● **Text section**:

1974-75-76, c. 33, s. 149.

156. The Director may, on application of a corporation, authorize the corporation to omit from its financial statements any item prescribed, or to dispense with the publication of any particular financial statement prescribed, and the Director may, if the Director reasonably believes that disclosure of the information contained in the statements would be detrimental to the corporation, permit the omission on any reasonable conditions that the Director thinks fit.

R.S., 1985, c. C-44, s. 156; 2001, c. 14, s. 74.

157. (1) A corporation shall keep at its registered office a copy of the financial statements of each of its subsidiary bodies corporate and of each body corporate the accounts of which are consolidated in the financial statements of the corporation.

Examination

(2) Shareholders of a corporation and their personal representatives may on request examine the statements referred to in subsection (1) during the usual business hours of the corporation and may make extracts free of charge.

Barring examination

(3) A corporation may, within fifteen days of a request to examine under subsection (2), apply to a court for an order barring the right of any person to so examine, and the court may, if it is satisfied that such examination would be detrimental to the corporation or a subsidiary body corporate, bar such right and make any further order it thinks fit.

● **What is asked**:
1: Restate the part of the financial statements provision that begins with "156. The Director" and ends after "c. 14, s. 74.", using "Registrar" in place of "Director".
2: Continue the corporate law text on financial statements from the point where it stops.

● **Stored data**:
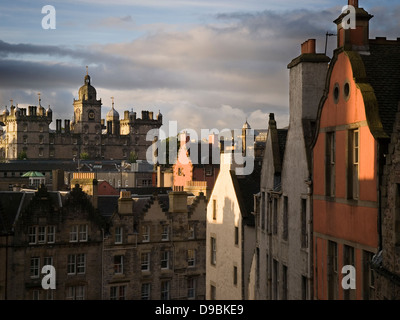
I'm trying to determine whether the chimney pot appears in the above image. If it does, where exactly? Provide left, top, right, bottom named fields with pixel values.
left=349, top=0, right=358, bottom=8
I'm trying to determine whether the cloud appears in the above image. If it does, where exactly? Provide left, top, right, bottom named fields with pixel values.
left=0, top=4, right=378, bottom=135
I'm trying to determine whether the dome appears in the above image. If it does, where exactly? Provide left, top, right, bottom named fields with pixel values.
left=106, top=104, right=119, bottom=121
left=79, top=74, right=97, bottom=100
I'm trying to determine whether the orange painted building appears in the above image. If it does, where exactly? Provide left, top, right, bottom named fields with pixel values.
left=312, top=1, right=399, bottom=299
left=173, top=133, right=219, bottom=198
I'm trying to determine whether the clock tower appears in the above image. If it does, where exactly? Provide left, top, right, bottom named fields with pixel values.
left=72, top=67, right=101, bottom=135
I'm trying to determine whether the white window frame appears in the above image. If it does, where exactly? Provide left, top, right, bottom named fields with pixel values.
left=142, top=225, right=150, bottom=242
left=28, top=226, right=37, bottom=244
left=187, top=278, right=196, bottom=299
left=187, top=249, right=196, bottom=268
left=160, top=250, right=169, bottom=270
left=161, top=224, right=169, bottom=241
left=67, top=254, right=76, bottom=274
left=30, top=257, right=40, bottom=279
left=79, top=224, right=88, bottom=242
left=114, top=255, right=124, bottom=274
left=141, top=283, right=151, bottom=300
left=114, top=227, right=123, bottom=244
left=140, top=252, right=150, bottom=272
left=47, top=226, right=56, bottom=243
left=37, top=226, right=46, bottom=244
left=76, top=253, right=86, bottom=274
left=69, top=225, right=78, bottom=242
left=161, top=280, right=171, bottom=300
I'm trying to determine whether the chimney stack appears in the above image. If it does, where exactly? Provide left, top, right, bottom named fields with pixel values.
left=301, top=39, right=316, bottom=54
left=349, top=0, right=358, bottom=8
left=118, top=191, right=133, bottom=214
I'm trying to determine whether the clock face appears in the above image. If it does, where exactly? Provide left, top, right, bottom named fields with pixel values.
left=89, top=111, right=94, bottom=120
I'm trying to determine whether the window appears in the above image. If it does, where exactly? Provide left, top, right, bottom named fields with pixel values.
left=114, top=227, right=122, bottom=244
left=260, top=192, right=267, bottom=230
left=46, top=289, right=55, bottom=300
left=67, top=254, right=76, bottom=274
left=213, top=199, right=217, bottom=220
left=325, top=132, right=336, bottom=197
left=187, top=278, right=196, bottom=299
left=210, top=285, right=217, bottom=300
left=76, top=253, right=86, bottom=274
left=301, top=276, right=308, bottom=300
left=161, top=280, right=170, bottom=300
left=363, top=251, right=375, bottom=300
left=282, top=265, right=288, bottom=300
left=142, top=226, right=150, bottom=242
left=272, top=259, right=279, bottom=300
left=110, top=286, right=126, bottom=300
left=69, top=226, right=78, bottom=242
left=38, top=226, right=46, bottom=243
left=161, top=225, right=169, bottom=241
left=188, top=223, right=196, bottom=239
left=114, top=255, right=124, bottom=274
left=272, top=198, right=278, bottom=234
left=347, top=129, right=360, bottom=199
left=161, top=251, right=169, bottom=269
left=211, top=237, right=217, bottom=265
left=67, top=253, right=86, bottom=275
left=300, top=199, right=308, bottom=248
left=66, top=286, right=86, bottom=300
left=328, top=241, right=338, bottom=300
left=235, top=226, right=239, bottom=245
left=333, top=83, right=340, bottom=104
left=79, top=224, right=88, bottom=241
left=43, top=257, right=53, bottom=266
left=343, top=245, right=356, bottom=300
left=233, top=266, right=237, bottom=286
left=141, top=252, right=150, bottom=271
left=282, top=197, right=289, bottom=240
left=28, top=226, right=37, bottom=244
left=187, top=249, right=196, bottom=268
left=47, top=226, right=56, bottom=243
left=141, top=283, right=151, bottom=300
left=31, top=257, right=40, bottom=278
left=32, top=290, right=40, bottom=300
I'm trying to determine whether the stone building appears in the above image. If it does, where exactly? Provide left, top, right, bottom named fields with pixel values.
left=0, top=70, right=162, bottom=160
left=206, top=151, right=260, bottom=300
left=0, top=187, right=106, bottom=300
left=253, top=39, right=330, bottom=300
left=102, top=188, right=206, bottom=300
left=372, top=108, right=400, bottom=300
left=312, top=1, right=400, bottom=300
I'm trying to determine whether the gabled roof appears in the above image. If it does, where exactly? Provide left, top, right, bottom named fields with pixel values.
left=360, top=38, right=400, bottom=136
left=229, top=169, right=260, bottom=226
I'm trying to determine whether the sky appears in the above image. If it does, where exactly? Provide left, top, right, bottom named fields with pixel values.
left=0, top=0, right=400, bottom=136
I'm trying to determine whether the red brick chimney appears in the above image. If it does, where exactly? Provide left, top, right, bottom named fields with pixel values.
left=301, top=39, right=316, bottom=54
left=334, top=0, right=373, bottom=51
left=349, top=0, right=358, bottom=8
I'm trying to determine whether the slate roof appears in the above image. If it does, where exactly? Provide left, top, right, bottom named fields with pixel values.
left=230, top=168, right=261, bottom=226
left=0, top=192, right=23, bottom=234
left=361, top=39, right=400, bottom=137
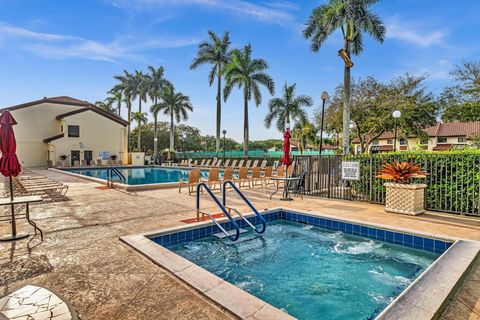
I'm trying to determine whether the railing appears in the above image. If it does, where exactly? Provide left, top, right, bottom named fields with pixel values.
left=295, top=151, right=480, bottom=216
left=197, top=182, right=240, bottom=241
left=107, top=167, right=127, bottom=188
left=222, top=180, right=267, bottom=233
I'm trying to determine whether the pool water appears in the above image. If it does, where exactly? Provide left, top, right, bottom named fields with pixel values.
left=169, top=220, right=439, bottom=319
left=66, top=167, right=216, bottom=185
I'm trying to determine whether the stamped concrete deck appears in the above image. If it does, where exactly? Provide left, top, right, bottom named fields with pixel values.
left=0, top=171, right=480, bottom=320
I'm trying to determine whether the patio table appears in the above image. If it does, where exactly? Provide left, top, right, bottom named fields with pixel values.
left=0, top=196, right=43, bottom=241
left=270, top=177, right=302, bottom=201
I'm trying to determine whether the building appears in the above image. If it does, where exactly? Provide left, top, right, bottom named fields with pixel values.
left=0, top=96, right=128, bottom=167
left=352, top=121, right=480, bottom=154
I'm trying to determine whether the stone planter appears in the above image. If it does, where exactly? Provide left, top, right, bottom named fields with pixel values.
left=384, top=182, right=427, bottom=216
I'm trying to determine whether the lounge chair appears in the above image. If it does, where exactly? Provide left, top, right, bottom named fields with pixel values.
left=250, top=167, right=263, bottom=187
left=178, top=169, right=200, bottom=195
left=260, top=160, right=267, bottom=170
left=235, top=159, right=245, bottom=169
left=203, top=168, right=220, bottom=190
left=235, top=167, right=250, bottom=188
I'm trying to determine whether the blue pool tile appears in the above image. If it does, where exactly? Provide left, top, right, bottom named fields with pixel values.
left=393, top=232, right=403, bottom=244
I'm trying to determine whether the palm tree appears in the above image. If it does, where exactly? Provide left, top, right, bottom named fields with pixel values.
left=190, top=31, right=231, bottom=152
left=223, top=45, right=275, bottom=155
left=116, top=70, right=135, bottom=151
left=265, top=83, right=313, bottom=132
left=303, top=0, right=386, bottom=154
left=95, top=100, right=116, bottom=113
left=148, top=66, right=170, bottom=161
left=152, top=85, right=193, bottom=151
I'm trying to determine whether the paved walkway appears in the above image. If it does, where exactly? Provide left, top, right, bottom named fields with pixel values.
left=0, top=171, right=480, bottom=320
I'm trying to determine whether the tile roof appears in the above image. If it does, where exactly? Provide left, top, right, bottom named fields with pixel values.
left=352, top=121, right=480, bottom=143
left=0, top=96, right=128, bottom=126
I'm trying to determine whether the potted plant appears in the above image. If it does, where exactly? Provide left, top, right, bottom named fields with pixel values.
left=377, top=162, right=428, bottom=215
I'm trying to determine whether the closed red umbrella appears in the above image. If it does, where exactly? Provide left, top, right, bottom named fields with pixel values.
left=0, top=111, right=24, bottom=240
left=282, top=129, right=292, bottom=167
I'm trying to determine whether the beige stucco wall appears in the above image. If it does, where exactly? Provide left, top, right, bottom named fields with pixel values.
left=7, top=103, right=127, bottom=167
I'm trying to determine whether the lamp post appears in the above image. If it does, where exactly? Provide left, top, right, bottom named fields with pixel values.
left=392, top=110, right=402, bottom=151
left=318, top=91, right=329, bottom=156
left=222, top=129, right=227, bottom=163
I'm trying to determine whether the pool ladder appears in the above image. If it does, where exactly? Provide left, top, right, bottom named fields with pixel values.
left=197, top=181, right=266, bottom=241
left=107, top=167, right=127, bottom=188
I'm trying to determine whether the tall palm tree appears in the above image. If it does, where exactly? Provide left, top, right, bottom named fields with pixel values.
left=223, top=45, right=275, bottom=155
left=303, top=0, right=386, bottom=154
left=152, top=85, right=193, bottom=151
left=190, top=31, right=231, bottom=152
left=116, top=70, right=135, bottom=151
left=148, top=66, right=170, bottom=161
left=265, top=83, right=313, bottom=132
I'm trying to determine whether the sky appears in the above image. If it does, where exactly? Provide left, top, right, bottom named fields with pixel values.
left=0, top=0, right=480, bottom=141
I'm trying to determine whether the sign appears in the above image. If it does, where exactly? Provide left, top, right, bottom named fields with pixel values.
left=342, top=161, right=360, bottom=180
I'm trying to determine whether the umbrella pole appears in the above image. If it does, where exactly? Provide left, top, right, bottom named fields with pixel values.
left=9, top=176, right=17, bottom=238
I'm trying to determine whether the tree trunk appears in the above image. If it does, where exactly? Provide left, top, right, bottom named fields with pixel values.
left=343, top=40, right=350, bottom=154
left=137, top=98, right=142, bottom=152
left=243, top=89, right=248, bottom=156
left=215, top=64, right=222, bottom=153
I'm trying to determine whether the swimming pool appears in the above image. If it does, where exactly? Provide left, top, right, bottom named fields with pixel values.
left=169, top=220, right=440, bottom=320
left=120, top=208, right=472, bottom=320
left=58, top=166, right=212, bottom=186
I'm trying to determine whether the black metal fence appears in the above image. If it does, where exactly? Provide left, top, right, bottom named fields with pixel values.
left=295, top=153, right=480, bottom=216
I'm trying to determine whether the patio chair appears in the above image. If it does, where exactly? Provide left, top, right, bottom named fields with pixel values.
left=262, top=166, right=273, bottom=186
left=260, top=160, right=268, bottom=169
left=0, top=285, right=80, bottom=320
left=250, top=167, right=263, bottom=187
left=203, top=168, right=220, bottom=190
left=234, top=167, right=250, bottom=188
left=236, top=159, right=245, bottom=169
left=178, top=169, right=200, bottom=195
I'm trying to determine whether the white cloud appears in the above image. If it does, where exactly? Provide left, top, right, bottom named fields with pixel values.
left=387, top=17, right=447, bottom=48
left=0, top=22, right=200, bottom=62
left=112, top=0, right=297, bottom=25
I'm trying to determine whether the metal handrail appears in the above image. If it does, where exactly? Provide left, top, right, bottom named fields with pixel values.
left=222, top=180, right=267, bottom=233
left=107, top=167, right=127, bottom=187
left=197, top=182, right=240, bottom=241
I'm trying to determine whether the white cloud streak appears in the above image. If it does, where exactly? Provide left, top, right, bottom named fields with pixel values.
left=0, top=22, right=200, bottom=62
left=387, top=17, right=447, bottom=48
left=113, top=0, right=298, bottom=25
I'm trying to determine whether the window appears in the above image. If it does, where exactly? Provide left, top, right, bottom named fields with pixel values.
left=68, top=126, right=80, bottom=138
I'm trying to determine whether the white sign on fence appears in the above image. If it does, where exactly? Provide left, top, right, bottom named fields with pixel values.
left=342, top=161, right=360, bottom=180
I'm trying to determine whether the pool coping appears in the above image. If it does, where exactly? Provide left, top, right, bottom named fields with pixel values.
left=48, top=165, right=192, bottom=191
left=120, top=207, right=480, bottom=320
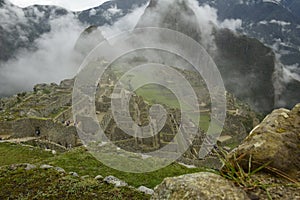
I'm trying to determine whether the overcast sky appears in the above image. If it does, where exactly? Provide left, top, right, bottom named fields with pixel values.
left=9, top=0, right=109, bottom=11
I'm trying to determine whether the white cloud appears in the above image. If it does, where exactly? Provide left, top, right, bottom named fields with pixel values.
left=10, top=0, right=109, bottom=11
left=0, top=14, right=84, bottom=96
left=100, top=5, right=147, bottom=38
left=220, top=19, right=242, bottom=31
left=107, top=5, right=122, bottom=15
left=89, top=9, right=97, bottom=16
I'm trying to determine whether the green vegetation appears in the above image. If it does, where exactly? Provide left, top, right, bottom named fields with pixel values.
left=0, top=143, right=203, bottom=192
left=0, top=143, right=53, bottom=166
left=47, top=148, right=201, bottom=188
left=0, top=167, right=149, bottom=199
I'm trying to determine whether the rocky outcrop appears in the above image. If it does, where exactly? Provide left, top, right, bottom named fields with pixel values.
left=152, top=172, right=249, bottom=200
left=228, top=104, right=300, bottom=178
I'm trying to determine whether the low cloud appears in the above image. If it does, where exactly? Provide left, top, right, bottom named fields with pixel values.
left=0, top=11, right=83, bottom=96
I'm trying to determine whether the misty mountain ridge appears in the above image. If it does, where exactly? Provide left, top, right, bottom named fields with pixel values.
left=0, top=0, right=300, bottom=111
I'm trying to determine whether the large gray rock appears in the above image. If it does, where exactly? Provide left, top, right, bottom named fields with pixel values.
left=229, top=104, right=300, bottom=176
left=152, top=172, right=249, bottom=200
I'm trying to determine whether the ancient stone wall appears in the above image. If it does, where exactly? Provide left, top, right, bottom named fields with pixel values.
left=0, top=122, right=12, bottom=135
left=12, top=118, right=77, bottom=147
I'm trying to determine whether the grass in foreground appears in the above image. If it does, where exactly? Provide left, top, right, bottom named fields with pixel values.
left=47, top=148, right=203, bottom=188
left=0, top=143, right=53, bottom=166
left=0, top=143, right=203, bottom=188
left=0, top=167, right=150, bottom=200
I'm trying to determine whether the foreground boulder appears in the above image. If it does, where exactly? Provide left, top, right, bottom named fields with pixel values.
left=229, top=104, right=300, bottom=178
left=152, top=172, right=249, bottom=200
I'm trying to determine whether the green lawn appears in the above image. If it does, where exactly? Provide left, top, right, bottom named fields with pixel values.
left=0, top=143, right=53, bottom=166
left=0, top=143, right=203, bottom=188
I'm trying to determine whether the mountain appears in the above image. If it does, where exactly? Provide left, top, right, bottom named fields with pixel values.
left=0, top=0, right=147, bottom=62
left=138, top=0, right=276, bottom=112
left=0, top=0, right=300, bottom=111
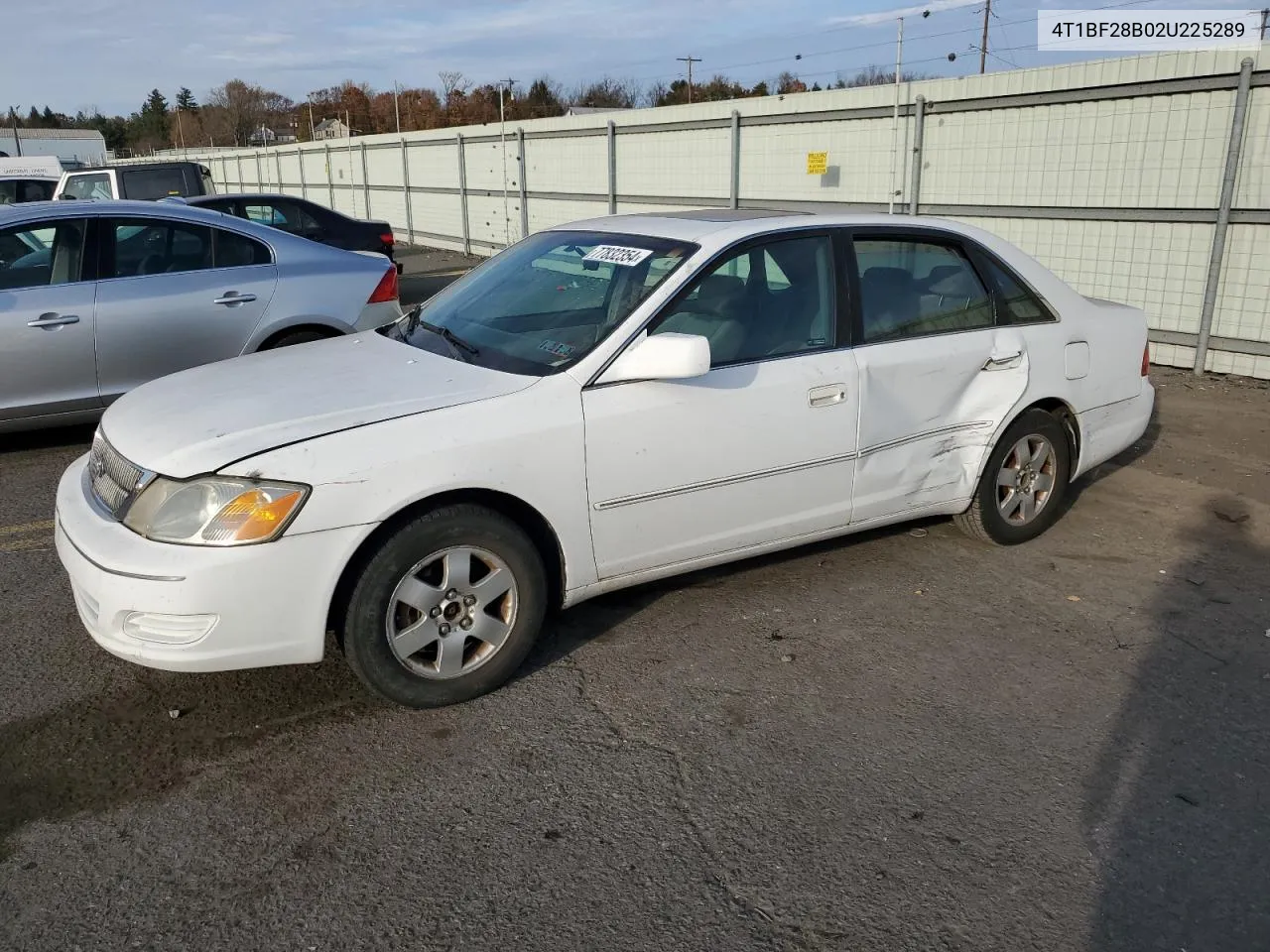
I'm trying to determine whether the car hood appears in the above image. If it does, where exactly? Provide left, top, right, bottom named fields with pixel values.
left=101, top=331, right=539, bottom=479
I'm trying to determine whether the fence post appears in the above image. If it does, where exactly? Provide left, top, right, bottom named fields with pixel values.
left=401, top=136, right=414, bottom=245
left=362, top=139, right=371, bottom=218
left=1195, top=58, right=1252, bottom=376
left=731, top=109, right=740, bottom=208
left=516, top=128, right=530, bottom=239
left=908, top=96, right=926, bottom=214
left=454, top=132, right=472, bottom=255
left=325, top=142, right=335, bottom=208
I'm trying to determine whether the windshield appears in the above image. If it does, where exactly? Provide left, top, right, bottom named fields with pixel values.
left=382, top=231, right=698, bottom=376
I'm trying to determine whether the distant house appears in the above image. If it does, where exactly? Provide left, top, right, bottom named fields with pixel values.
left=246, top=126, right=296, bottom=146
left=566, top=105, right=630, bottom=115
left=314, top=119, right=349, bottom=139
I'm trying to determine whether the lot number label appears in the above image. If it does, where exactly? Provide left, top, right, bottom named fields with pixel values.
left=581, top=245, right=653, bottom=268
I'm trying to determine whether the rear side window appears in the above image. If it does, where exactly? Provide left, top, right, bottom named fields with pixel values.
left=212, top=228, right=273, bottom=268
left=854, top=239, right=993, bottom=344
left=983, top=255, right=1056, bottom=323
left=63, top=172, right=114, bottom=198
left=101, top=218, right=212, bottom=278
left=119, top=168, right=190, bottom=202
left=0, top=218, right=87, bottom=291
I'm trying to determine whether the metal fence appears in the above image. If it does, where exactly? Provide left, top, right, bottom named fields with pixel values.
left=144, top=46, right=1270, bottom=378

● **Outputs in order**:
1:
156. The Registrar may, on application of a corporation, authorize the corporation to omit from its financial statements any item prescribed, or to dispense with the publication of any particular financial statement prescribed, and the Registrar may, if the Registrar reasonably believes that disclosure of the information contained in the statements would be detrimental to the corporation, permit the omission on any reasonable conditions that the Registrar thinks fit.

R.S., 1985, c. C-44, s. 156; 2001, c. 14, s. 74.

2:
Notice to Director

(4) A corporation shall give the Director and the person asking to examine under subsection (2) notice of an application under subsection (3), and the Director and such person may appear and be heard in person or by counsel.

R.S., 1985, c. C-44, s. 157; 2001, c. 14, s. 75.

158. (1) The directors of a corporation shall approve the financial statements referred to in section 155 and the approval shall be evidenced by the manual signature of one or more directors or a facsimile of the signatures reproduced in the statements.

Condition precedent

(2) A corporation shall not issue, publish or circulate copies of the financial statements referred to in section 155 unless the financial statements are

(a) approved and signed in accordance with subsection (1); and

(b) accompanied by the report of the auditor of the corporation, if any.

R.S., 1985, c. C-44, s. 158; 2001, c. 14, s. 76.

159. (1) A corporation shall, not less than twenty-one days before each annual meeting of shareholders or before the signing of a resolution under paragraph 142(1)(b) in lieu of the annual meeting, send a copy of the documents referred to in section 155 to each shareholder, except to a shareholder who has informed the corporation in writing that he or she does not want a copy of those documents.

Offence

(2) A corporation that, without reasonable cause, fails to comply with subsection (1) is guilty of an offence and liable on summary conviction to a fine not exceeding five thousand dollars.

R.S., 1985, c. C-44, s. 159; 2001, c. 14, s. 135(E).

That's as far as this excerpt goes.